● **Aim**
Could you write out every row below again with "Put a point on" replaced by "Mark", keeping everything else unchanged and leaving out the pictures?
— BEGIN Given data —
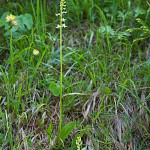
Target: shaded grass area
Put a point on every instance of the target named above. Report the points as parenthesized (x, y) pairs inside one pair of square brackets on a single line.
[(106, 77)]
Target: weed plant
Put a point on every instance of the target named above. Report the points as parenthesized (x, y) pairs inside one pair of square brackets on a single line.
[(86, 86)]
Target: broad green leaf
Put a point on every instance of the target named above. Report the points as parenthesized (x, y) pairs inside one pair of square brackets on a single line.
[(3, 18), (65, 131), (107, 90)]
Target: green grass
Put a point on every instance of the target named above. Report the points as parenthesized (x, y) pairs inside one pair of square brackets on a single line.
[(105, 77)]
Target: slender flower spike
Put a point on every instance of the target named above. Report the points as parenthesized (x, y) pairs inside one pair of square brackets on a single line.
[(35, 52), (64, 12), (7, 18), (14, 22), (63, 25), (58, 14)]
— END Given data —
● **Written solution**
Target: shaded grass area
Mark every instance of the target named above. Report the points as parenthesized (x, y) pairs inside one pair of square brackets on a single line.
[(106, 77)]
Target: weed plant
Mark every instance of the target named above. Report the points as parenthesized (x, y) pairs inside one pair of square brackets on a single line.
[(86, 86)]
Target: broad green leaf
Mark every instance of the target named above. Report the points as parenthesized (x, y) pairs inside one pair of square brackets on a single line.
[(3, 18), (65, 131), (107, 90)]
Target: green grass
Mark every instance of the target named above. Report the points as parenthesized (x, y) pairs inside one pair of square brackets on a single line.
[(105, 77)]
Target: slender flower spike
Mark every instance of the target named above. Report the points as parenthesized (x, y) pairs inside one pair of square brackets on a single line.
[(35, 52), (64, 12), (7, 18), (14, 22), (63, 25), (58, 14)]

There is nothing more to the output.